**Tasks**
[A] In the blog excerpt on quantum collapse, copy out word for word the passage that starts at the words "Because, as Sheldon" and ends after the words "with the observations.".
[B] In the blog excerpt on quantum collapse, write a shorter version of the paragraph beginning "OK, so AP has repeated" that keeps its main facts.
[C] Write the next part of the blog excerpt on quantum collapse, picking up after its last sentence.

**Selected extract**
━━━━━━━━━━

I am often dreaming about being able to extract 1/2 of my brain and donate parts to others. Why?



Because, as Sheldon Cooper has observed, being stupid isn't a reason to cry. Being sad is a reason to cry. For example, I am sad because other people are so stupid!

The Internet events that maximally influenced this beautiful sunny Sunday morning were comments by the Kansas-based user AP under the June 2016 blog post Leaning of information, not an interaction, is what causes the collapse. As you may recall, and as you can see by thinking about the title, the main point of the blog post was to say that ordinary small quantum objects' evolution – including interactions that make them entangled – doesn't cause any collapse, any irreversible change of the wave function, anything that we associate with the observations.




This crisp and simple point was clearly – and loudly – made in that blog post, in numerous comments beneath the blog post, in hundreds of other TRF blog posts, in textbooks and talks on quantum mechanics that were repeatedly referred to and embedded etc. But it's just totally impossible for certain people to get this point. It seems that they're not even capable of understanding or remembering a rudimentary, unambiguous sentence with several words, such as "One qubit is not an observer".

The discussions with certain people who just aren't getting absolutely anything is much more frustrating than Sheldon's efforts to teach physics to Penny. One is just getting absolutely nowhere. After these people have demonstrably heard the same simple statement (e.g. that \(1+1=2\)) 50 times in various ways, with various proofs, they still keep on repeating things like "surely \(1+1=3\), right?" And after you repeat the trivial information 60 times, they start to infinitesimally notice and tell you things like "Surely aren't you suggesting that \(1+1=2\), are you?" or "Don't tell me it's your idiosyncratic personal belief that \(1+1=2\)".

Holy cow, I haven't been "suggesting" anything and I haven't talked about any "beliefs". I've been making statements about well-known principles of physics in a completely unambiguous way, very loudly, using the language that even dogs should be able to understand. Why would someone be so arrogant to dismiss these elegant, deep, and important insights – and my unbelievable patience and self-sacrifice with which I am trying to explain these things – as "beliefs" or "suggestions"? It's just so disgusting.

It was obvious that I had to ban AP because he quickly became such an incredible sink of time. Talking to people like that is effectively equivalent to talking to a wall, with one difference: Unlike most walls, these people repeatedly make noise that sounds like a human language and fools you into believing that they have a brain inside – and that it makes sense to talk to them. But it's a trap. They don't have any brain.




OK, so AP has repeated about 6 times that observers are surely not needed, physics can't depend on observers, and so on. Sorry but the main conceptual advance of physics that took place in the mid 1920s – and that can never be undone – is the discovery that the role of observers can't be minimized arbitrarily. Observers always matter. It matters whether something is observed or not. An observation always affects the observed system. And only when an actual observation – a process in which some observer learns some information about the physical systems surrounding them – takes place, an irreversible collapse of the wave function takes place.

━━━━━━━━━━

**Listing**
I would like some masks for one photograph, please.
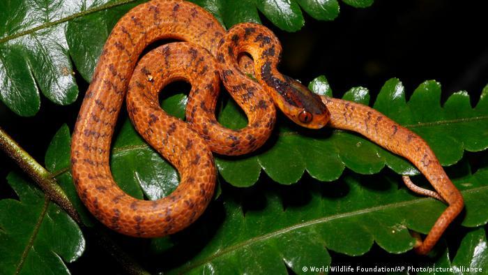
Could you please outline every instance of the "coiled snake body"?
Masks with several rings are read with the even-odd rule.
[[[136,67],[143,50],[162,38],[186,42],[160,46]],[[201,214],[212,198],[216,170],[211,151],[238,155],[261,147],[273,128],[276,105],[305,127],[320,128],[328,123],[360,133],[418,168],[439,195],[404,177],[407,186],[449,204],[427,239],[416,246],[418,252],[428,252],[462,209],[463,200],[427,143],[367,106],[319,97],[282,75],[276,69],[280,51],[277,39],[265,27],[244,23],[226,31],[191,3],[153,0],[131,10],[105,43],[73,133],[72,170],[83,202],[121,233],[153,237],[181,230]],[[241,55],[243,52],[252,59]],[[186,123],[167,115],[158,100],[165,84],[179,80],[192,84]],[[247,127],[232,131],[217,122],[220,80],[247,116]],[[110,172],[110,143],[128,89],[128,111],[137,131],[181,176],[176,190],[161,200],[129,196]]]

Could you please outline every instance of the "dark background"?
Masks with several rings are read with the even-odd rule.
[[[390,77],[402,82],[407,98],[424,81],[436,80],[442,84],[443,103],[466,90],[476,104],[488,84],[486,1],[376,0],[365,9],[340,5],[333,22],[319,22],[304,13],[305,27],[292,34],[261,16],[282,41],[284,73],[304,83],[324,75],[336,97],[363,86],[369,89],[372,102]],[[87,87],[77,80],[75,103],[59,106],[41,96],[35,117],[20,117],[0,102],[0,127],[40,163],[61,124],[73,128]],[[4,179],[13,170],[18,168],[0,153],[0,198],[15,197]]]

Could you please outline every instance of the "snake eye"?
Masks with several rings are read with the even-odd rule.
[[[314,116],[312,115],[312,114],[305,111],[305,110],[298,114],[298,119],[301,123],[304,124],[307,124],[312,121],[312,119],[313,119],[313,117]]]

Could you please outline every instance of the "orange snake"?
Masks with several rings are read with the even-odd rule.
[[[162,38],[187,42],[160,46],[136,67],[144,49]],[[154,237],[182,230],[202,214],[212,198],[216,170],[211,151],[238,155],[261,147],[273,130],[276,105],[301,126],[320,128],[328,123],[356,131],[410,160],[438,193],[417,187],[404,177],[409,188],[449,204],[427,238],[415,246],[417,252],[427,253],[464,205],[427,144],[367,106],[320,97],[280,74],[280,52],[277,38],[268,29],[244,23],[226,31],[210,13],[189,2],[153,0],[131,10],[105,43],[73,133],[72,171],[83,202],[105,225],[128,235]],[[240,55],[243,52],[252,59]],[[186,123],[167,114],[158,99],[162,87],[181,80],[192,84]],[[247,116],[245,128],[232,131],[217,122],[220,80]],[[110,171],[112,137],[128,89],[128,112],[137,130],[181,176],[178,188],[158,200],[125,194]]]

━━━━━━━━━━

**Results by task**
[A]
Because, as Sheldon Cooper has observed, being stupid isn't a reason to cry. Being sad is a reason to cry. For example, I am sad because other people are so stupid!

The Internet events that maximally influenced this beautiful sunny Sunday morning were comments by the Kansas-based user AP under the June 2016 blog post Leaning of information, not an interaction, is what causes the collapse. As you may recall, and as you can see by thinking about the title, the main point of the blog post was to say that ordinary small quantum objects' evolution – including interactions that make them entangled – doesn't cause any collapse, any irreversible change of the wave function, anything that we associate with the observations.

[B] AP said about six times that observers aren't needed and that physics can't depend on them. But physics in the mid-1920s made a conceptual advance that can never be undone: the role of observers can't be minimized arbitrarily. Observers always matter, and so does whether something is observed. Observation always affects the observed system. An irreversible collapse of the wave function happens only when an actual observation takes place, meaning some observer learns information about the physical systems around them.

[C]
The previous sentence may sound counter-intuitive to a person trained within classical physics but it's basically a trivial tautology. The wave function is a template for all probability distributions and we know from Bayesian reasoning that probabilities are "collapsing" – or irreversibly and discontinuously changing – when and only when a person has learned the information about some new evidence. The collapse of the wave function plays exactly the same role as the learning of new evidence in Bayesian reasoning. The wave function subjectively collapses because the observer has learned some new information.

One may find it counter-intuitive for a while but soon afterwards, he should get it, realize that this new foundation of physics is absolutely consistent, beautiful, elegant, agrees with everything we know about physics, and it is irrevocable: There's just no way in which the successes of quantum mechanics could be reproduced by a theory in which observers don't matter. The theories in which observers don't matter have simply been falsified over 90 years ago and falsification is irreversible.

Even if I imagine that AP would be capable of understanding these elementary insights of modern physics after 30 more iterations, I just wouldn't be happy about the result because I feel that AP wouldn't be happy about learning important and elegant facts about Nature. Everything indicates that he – and lots of others – is basically equivalent to a retarded 12-year-old kid who still believes that gifts are brought by Santa Claus and who would immensely suffer if he learned that Santa Claus didn't exist. Does it make sense to try to change the "world view" of such people?

Defining features of qubits

So this AP would repeat about 10 times, in pretty much equivalent words, that if you have two qubits, one of them always automatically measures the other just because they get entangled. A qubit is enough as an observer, he repeated about 10 times. There surely isn't need for any "bigger" observer. And two qubits evolve irreversibly because they measure each other.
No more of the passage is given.